• [Source records]
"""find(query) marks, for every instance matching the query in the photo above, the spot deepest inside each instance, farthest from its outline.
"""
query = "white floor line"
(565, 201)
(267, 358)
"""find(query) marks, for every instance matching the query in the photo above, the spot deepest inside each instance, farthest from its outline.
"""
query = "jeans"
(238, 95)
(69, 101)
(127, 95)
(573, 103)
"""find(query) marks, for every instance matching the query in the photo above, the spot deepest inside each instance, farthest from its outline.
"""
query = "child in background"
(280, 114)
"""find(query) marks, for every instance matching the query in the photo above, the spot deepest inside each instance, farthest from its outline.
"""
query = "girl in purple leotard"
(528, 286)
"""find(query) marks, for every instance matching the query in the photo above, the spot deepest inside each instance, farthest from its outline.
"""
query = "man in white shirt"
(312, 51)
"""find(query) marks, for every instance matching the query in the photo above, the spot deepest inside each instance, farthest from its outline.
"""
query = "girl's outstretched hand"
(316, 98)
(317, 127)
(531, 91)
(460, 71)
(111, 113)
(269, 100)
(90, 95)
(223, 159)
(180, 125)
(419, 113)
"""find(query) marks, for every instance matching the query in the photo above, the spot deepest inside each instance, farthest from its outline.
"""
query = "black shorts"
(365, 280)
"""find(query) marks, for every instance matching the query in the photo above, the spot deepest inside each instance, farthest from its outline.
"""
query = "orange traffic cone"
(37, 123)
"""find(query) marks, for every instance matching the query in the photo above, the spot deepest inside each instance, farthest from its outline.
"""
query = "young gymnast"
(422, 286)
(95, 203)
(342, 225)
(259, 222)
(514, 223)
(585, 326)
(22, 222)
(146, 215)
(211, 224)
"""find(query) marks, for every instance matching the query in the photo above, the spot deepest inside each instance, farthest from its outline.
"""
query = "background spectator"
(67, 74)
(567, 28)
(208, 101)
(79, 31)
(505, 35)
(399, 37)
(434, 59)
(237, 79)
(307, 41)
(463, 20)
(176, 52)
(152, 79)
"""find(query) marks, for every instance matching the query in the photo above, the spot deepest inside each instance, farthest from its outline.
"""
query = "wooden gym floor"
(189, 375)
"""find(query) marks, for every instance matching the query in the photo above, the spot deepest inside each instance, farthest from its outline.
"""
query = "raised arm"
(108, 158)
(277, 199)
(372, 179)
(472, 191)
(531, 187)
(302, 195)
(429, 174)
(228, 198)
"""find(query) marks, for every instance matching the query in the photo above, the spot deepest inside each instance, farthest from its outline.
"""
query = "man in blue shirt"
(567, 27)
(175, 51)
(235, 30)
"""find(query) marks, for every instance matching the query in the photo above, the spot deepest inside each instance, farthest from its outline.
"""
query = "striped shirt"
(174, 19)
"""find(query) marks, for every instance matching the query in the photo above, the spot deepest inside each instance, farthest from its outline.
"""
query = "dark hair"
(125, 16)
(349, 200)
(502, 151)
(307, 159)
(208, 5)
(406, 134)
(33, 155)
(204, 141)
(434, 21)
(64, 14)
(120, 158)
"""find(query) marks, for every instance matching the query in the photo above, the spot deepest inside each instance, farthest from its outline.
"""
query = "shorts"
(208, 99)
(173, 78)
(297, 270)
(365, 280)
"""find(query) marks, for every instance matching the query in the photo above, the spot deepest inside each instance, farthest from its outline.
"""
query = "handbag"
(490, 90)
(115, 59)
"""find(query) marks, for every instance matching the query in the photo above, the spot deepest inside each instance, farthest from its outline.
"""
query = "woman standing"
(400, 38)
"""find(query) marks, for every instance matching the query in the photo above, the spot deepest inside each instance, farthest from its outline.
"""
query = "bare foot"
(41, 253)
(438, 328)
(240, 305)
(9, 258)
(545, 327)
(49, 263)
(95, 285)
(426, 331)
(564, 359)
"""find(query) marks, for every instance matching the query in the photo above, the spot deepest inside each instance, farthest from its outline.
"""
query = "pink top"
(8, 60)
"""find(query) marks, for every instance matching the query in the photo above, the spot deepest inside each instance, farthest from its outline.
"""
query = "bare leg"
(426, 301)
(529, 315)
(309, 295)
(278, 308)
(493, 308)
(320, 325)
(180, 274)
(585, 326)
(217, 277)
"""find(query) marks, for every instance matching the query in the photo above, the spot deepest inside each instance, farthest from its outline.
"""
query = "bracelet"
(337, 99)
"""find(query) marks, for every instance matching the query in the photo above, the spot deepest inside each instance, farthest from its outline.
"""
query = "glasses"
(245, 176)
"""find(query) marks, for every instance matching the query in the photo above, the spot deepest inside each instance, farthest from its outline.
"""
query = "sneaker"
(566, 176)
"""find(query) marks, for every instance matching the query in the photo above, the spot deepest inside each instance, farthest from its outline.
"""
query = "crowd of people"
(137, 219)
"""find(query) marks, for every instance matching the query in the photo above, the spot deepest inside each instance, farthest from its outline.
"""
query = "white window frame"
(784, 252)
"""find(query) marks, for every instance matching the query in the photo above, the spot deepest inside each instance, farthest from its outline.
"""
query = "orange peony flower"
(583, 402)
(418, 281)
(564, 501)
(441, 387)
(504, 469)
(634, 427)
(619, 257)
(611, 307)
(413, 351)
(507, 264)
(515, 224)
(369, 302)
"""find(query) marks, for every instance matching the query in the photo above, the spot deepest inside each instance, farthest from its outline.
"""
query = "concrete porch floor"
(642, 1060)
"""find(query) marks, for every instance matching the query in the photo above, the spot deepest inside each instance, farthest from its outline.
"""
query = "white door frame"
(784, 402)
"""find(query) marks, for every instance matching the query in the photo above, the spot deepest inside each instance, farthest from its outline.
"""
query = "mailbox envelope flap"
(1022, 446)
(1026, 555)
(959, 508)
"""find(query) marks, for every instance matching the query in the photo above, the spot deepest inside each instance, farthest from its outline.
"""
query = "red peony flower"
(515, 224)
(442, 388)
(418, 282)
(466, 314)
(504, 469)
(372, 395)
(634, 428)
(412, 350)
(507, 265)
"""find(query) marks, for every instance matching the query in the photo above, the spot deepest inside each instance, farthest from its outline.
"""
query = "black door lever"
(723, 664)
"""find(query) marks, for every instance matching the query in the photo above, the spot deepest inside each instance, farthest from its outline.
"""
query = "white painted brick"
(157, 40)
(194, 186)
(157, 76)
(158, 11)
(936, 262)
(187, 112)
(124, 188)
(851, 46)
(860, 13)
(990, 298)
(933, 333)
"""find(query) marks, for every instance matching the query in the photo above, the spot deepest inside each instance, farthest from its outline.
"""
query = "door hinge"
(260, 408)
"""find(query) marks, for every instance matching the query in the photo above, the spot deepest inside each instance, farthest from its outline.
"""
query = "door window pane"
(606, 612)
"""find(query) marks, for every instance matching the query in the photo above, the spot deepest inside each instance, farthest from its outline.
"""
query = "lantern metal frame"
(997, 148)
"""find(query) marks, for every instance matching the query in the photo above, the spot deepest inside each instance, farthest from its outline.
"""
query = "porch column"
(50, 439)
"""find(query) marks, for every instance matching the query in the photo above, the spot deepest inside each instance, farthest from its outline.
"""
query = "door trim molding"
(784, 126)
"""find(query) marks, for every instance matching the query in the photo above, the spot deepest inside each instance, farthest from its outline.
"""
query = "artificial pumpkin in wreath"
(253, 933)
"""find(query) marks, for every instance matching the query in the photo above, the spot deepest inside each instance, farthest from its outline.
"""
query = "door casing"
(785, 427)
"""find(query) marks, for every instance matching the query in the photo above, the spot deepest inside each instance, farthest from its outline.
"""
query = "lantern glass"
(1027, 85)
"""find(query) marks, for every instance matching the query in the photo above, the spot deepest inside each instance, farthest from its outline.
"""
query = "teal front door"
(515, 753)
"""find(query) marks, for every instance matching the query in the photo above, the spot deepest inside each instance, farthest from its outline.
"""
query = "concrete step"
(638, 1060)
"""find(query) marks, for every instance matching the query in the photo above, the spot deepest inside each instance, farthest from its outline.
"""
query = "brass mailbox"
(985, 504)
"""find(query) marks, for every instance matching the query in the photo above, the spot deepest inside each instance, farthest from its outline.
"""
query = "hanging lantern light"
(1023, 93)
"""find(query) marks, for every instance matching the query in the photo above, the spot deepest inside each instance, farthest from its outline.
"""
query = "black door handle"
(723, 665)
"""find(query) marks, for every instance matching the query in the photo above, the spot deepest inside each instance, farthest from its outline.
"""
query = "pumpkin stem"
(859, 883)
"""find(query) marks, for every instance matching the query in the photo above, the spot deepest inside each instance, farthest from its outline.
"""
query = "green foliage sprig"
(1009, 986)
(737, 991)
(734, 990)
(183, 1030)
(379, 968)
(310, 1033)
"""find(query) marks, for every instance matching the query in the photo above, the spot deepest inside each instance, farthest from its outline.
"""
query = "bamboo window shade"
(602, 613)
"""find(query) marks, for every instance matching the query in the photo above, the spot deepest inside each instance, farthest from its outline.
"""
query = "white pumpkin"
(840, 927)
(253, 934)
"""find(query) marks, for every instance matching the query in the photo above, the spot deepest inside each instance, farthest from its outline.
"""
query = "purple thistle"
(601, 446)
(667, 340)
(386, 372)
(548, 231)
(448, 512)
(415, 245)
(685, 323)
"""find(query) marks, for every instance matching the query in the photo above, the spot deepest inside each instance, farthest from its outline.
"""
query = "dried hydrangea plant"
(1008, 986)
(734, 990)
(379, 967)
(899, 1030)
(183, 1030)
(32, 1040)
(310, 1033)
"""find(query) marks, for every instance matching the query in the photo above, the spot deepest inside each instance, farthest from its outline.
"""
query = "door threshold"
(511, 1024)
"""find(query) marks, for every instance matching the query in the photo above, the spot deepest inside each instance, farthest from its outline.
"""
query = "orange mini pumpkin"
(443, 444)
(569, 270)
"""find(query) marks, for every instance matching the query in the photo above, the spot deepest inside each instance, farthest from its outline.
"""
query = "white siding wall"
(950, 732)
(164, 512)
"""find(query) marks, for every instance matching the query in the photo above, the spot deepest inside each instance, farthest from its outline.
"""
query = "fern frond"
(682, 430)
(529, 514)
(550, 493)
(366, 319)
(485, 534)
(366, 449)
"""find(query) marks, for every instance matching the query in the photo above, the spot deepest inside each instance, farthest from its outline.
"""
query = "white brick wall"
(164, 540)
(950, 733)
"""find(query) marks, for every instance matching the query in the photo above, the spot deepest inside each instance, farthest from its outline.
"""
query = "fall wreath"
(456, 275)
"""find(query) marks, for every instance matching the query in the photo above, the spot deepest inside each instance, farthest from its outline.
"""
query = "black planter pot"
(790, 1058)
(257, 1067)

• [Exercise]
Locate every line in the records above that contains the word "pumpkin", and copy each of those lines.

• [Reply to the task]
query = "artificial pumpkin in wreath"
query = "pumpkin stem"
query = "white pumpkin"
query = "orange mini pumpkin"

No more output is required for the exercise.